§ **RECORDS SHOWN**:
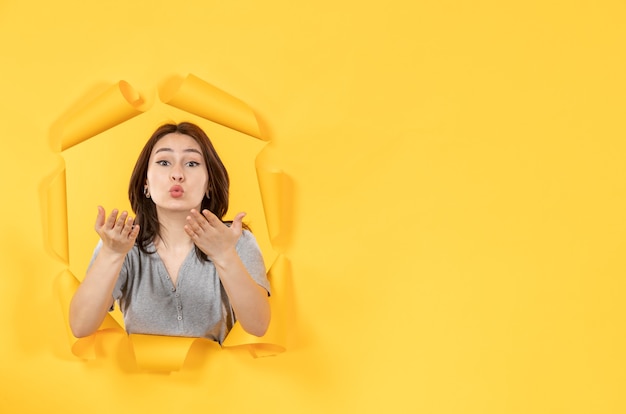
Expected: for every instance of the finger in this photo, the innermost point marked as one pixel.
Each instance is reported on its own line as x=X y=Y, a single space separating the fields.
x=237 y=222
x=199 y=218
x=128 y=226
x=110 y=223
x=211 y=218
x=134 y=232
x=100 y=217
x=190 y=232
x=121 y=221
x=196 y=223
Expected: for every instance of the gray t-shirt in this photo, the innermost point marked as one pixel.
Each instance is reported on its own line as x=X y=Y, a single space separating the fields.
x=197 y=306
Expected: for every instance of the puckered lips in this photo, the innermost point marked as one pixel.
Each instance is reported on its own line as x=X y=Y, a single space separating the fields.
x=176 y=191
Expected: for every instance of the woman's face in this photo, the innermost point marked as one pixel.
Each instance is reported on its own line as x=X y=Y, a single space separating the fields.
x=177 y=177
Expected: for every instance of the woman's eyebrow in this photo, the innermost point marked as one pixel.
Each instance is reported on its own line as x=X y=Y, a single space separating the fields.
x=171 y=150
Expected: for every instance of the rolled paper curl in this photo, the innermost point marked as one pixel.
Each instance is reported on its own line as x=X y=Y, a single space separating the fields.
x=117 y=104
x=198 y=97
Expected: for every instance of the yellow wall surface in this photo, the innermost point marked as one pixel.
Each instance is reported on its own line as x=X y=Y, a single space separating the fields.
x=457 y=189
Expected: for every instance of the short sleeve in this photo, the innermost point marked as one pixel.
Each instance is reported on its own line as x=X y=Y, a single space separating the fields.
x=251 y=257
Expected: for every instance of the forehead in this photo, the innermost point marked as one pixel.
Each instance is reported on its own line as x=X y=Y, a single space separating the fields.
x=176 y=142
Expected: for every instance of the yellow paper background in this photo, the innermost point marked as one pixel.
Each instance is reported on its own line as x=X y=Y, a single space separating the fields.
x=458 y=183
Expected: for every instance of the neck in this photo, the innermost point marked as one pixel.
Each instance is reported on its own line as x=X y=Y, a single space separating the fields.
x=172 y=235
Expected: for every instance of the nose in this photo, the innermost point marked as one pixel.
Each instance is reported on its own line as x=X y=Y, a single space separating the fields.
x=177 y=174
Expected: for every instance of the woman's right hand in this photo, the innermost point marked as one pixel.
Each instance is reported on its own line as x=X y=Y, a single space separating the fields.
x=118 y=234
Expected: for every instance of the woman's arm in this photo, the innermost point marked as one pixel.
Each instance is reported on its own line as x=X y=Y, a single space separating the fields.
x=218 y=242
x=94 y=296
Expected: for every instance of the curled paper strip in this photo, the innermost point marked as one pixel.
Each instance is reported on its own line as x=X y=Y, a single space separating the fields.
x=113 y=107
x=117 y=104
x=198 y=97
x=275 y=339
x=276 y=194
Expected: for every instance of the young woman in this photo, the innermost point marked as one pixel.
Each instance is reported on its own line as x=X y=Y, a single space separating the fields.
x=176 y=269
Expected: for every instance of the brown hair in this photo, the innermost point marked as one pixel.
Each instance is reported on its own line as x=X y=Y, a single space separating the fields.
x=145 y=209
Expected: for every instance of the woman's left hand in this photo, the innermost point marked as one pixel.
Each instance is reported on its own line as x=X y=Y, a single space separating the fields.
x=211 y=235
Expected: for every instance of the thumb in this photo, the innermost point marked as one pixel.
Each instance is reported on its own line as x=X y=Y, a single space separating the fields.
x=237 y=222
x=100 y=217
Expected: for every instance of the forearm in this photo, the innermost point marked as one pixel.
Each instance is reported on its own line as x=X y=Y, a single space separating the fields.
x=94 y=296
x=248 y=299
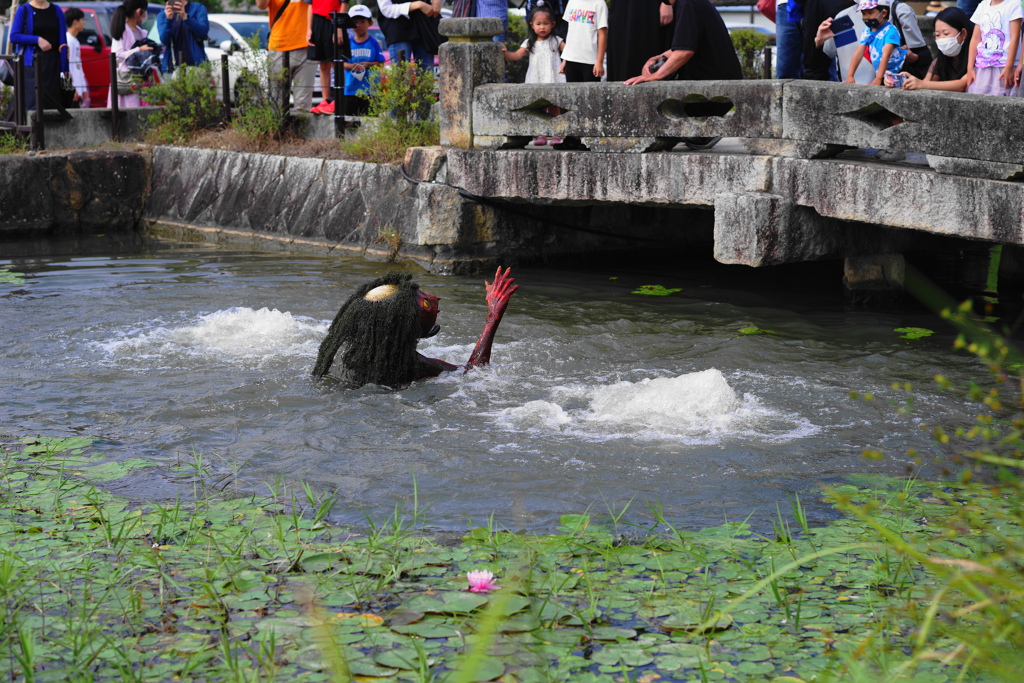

§ **WORK ORDER**: All that is needed is the number of lines in the listing holding the word "yellow".

§ **RESULT FOR THIS EXERCISE**: 2